> [Objectif de l'exercice]:
Écrivez la suite de l'entretien avec la comédienne Tatiana Rojo, en reprenant juste après sa dernière phrase.

> [Extrait fourni]:
════════
Théâtre /Tatiana Rojo, comédienne : « Je l’appelais 5 minutes avant de jouer »

4 mois

La comédienne, Tatiana Rojo, dans cet entretien revient  sur ses débuts et son parcours dans le milieu du théâtre.

« La dame de fer » s’inspire de votre mère, feue Zadi Michelle me semble t-il..

En effet ! Ma mère était mon plus grand fan dans mes débuts. De son vivant, à chaque fois que je montais sur une scène, elle allumait une bougie et priait pour moi. Souvent, je l’appelais au téléphone 5 mn avant de jouer et sa voix m’encourageait, me permettait d’y aller. Elle me disait « Amou tati, le seigneur est avec toi. J’ai allumé les bougies, ça va marcher »

Elle n’est plus de ce monde, mais ses prières continuent  de me porter. Et je fléchis toujours les genoux comme elle. Paix à son âme. Il y a toujours cette pensée pour elle quand je joue la pièce ici dans le pays de « la dame de fer », feue ma mère. Il y aura mes sœurs mes tantes, mes nièces, à mes côtés pour la revivre ensemble  à travers cette pièce. Ce spectacle, il représente ma vie en quelque sorte, et surtout celle de ma mère à qui je rends hommage.
════════
> [Extraits de données]:
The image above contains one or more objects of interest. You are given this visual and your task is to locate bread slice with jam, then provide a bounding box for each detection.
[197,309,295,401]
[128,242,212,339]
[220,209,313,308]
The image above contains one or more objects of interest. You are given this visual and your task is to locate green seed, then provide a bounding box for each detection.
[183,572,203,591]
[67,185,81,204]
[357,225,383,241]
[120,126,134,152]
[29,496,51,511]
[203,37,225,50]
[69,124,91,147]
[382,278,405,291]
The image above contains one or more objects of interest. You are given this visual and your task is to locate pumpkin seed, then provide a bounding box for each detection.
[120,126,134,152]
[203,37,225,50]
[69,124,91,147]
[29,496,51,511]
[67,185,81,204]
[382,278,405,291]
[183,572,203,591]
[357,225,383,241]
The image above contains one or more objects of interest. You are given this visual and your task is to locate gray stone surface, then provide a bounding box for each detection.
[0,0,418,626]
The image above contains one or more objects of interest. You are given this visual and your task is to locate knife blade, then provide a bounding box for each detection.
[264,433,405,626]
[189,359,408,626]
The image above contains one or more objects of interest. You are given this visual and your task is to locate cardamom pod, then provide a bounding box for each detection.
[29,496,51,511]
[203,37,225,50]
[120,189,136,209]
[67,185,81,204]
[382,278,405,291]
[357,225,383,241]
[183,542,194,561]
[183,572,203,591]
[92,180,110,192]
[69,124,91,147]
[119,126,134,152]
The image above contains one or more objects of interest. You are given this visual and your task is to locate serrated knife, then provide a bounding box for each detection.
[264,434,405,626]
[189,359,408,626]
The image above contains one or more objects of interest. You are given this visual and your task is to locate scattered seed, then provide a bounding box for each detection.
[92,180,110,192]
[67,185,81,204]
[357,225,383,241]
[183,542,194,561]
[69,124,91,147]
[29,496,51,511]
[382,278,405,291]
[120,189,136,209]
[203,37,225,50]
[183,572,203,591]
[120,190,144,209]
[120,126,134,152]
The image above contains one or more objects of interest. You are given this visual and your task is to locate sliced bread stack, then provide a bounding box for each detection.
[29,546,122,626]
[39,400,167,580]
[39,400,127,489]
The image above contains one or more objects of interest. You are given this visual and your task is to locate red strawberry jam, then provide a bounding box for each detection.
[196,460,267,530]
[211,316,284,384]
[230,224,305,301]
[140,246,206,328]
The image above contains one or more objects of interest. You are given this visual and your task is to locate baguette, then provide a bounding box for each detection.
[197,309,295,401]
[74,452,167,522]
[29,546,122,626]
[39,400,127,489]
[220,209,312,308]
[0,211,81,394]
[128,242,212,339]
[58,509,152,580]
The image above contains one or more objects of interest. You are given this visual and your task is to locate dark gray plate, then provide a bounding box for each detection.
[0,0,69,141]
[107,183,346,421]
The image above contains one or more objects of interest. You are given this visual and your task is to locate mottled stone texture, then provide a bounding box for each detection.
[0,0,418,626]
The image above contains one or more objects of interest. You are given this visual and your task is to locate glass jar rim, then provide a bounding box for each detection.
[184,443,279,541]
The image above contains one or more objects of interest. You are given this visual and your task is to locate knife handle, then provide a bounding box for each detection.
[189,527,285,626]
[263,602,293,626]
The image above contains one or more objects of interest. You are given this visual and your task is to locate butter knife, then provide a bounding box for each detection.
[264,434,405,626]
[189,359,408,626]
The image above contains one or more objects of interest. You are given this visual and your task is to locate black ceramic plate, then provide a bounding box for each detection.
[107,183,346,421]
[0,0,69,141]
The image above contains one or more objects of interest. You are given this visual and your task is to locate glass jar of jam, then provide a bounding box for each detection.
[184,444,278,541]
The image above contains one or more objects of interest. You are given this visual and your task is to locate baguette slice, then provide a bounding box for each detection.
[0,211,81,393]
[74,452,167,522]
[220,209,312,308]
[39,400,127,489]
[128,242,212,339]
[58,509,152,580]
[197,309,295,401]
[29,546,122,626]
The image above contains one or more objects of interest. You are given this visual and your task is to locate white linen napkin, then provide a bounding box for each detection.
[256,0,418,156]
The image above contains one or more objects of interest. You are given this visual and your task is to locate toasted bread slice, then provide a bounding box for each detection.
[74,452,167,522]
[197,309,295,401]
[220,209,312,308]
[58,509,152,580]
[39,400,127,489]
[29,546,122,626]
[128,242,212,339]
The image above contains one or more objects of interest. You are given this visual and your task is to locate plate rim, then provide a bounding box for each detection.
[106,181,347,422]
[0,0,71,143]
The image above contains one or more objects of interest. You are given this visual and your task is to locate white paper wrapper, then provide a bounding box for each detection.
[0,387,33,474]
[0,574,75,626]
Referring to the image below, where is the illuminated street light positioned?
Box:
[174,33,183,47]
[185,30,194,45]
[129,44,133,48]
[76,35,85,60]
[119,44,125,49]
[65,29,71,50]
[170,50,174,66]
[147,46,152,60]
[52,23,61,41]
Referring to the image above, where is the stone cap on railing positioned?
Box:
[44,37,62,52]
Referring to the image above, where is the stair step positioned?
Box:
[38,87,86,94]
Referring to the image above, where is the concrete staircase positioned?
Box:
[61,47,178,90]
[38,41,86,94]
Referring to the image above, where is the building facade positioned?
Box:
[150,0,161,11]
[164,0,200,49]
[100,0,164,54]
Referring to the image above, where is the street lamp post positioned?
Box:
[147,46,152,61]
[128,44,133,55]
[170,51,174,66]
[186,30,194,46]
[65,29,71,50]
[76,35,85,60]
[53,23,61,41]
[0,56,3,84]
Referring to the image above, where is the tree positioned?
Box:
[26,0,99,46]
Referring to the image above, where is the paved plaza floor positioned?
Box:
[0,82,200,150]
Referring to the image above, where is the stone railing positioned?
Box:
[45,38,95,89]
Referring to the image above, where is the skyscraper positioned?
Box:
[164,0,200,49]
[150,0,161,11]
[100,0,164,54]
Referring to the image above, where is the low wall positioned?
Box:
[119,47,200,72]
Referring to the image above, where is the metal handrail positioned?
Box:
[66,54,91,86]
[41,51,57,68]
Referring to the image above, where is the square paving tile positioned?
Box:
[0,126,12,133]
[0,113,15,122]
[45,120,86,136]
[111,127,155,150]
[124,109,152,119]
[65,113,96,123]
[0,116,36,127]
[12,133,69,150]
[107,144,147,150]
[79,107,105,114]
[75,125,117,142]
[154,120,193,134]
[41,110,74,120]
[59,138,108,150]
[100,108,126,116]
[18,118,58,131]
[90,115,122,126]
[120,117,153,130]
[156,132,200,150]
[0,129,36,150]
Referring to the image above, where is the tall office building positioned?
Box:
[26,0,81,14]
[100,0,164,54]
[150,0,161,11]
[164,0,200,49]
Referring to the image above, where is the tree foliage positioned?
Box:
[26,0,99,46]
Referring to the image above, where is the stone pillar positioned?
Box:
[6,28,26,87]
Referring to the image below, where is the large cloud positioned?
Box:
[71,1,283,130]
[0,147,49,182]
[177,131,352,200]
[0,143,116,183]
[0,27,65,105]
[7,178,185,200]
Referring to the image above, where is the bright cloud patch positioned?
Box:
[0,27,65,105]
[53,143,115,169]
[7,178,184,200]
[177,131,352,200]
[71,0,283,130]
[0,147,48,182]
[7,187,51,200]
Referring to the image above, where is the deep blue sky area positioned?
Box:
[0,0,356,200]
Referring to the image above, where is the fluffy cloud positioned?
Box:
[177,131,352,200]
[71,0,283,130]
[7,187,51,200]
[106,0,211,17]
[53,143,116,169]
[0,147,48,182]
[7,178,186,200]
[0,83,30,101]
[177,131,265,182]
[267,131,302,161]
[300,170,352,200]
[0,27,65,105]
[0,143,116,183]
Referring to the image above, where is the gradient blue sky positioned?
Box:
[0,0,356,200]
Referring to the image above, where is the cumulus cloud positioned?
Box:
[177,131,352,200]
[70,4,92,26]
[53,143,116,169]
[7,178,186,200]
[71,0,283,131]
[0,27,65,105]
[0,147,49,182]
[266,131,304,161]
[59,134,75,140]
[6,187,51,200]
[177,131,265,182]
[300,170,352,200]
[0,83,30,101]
════════
> [Réponse ci-dessous]:
Vous êtes née en France, vous retournez toute petite en Côte d’Ivoire avec votre mère après sa séparation d’avec votre père. San Pedro vous accueille. Là-bas au Lycée Inagohi, vous décrochez votre Bac en 1998. Entre temps, vous avez intégré une petite compagnie où vous avez appris à faire le théâtre, l’humour. Quels sont les souvenirs que vous gardez de cette époque ?

Les souvenirs sont lourds, assez présents, c’est vrai. Le plus beau souvenir de tout ça c’est quand j’ai eu mon visa pour retourner en France après toutes ces années à San Pedro. Je ne connaissais pas même Abidjan (rire). Donc voilà, le ministère de la Culture, avec feu Zadi Zaourou m’avait obtenu un stage en France, chez Claudie Ossart.

Alors, une fois mes papiers en poche, j’ai d’abord crié ‘Gnian » (rire) mais en même temps j’étais peiné parce que j’allais laisser ma mère seule, dans un quartier loin de tout. Déjà dans ses prières, elle disait « Seigneur tu nous éloignes de notre fille ».

Aujourd’hui, qu’elle est décédée…(elle s’arrête, très émue)… (Elle reprend une bonne mine) Bon, ça c’est un souvenir un peu triste, mais quelle joie ! Du coup dans mon spectacle « La dame de fer », je parle un peu de tout. L’arrivée en France et ensuite faire plein de petits boulots pour se maintenir. L’autre beau souvenir aussi, c’est quand j’ai joué mon premier film.

Justement, quand-est ce que ce premier rôle arrive ?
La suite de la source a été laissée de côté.